WHAT IS BEING ASKED: Carry on the passage about European identity and the European Union from the point where it ends.

[begin SELECTION]

Germany, for instance, a founding member of the EEC, one that contributed to the formation of the political institutions within the EU, and remains one of the most economically powerful member states, appears to be shying away from its strong connection with the EU. The people of Germany are reasserting their nationalism, looking beyond their Nazi past and rediscovering themselves. Germany as a state are attempting to reduce their economic responsibility to the EU and the Franco-German relationship appears to be breaking down over political differences2. Without some change this may be the first sign of EU disintegration.

Similarly Poland continues to force its national interests on the EC and has had some difficulty in accepting its new responsibility in acting beyond the realm of the nation-state and working toward a stronger, more stable integrated Europe. Without some identity, common political culture, without a feeling of being European, it appears the EU will fall back upon its history and never accomplish the great cosmopolitan ideal. The technocratic foundations of the European Union are evolving with enlargement; it is now a community of political, social and economic institutions3.

A transnational confederation, the European Union has been proportionately successful in establishing itself as a new actor in the international system. However for it to continue its path along expansion and integration, it first needs to resolve certain issues that have been neglected or overlooked in its past. One increasingly important aspect of the European Union that has been little focused upon is the identity of Europe, the idea of solidarity transcending states, the emotive connection of peoples across boarders and sensing necessary patriotism to the EU.

If the need for identity is ignored it is likely the European Union will experience further complications in its political and social realms, such as the referendum on the European Constitution. The people of Europe are yet to feel ‘European’ above their national identities, in some cases those national identities are becoming stronger in opposition to the over-arching European Commission. The structure of the EU is little understood among member state citizens, they ask ‘why should we give up our sovereignty?

[end SELECTION]
[begin SUPPLIED MATERIAL]

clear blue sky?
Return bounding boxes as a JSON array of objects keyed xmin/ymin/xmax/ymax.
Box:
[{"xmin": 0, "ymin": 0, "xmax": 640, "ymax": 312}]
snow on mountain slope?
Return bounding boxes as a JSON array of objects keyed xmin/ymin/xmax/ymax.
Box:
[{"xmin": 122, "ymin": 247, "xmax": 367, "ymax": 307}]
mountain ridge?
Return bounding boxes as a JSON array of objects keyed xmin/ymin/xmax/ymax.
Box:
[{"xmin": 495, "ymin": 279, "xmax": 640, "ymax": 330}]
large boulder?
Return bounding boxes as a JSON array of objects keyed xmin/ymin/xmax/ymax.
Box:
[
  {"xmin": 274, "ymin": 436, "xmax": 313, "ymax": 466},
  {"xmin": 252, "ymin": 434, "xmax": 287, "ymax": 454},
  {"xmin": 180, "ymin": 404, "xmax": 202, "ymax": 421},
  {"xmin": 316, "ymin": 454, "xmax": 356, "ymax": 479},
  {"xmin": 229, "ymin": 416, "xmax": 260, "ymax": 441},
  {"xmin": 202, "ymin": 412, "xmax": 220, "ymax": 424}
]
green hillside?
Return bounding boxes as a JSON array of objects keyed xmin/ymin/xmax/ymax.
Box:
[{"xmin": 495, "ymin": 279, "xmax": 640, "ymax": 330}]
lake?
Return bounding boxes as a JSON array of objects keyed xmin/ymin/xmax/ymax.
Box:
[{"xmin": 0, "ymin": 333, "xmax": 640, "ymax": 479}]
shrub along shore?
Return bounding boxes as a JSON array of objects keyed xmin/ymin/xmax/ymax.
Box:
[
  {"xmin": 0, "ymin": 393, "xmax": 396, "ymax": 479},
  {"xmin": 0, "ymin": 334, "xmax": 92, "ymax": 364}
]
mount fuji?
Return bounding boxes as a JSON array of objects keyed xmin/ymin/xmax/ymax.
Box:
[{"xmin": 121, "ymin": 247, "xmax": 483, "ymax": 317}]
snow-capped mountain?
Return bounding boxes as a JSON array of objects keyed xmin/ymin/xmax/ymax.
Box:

[end SUPPLIED MATERIAL]

RESULT OF THIS TASK:
‘ and ‘why are we responsible for less stable member states? ‘ The problem is easy enough to discern, the real concern however is how a European identity can be constructed? The union is simply an agglomeration of various entirely diverse states, each with different histories and cultures4. Although the Maastricht Treaty states that he EU will find ‘Unity in Diversity’, how is this possible without some social link between states? One cannot unite with what one cannot relate to, or even associate with?

The question of identity becomes even more apparent with resent proposals toward a European Federation, which would possibly mean the end of the traditional ‘nation-state’, and embrace a new United States of Europe5. Without solidarity transcending national identities this is an unlikely outcome. Even today it appears that the lack of identification with the EU and reassertion of national interests in the various political and economic institutes, is already leading to member states distancing themselves from the European Commission.

Germany in particular is attempting to reduce their economic responsibility within the European Union, and on a social level there appears an increasing sense of ‘Germaness’. Poland, on the other hand, has experienced some difficulty in its accession to the EU, fearing its newly founded democratic state being under threat of European dominance. Since 1989 this member state finally claimed its independence and reconstructed a strong and influential national identity, that for the first time in centuries, it had been denied.

For every member state there are issues of state sovereignty, conflicting interests, a lack of a common goal for Europe – these issues cannot be resolved without some form of European identity that will bring the Union together, that they may finally work together to accomplish the common good. Cosmopolitanists have approached the question and make various suggestions that would lead to a transnational European nationalism and eventually result in the envisioned ‘European Federation’.

The time has come for the European Union to consider aspects of itself that have long been ignored in order for it to reach its full potential as an international actor and even sustain peace and security within its own boarders. With the increased complexity of the European Union due to its recent (and approaching) expansion there is a need to consider the European identity on a deeper level, how to create a ‘dynamic’ solidarity that is ‘related to the process of growth and development’6. Originally the European Union was a community based on common economic interests and was created to promote stability and security in the post war region.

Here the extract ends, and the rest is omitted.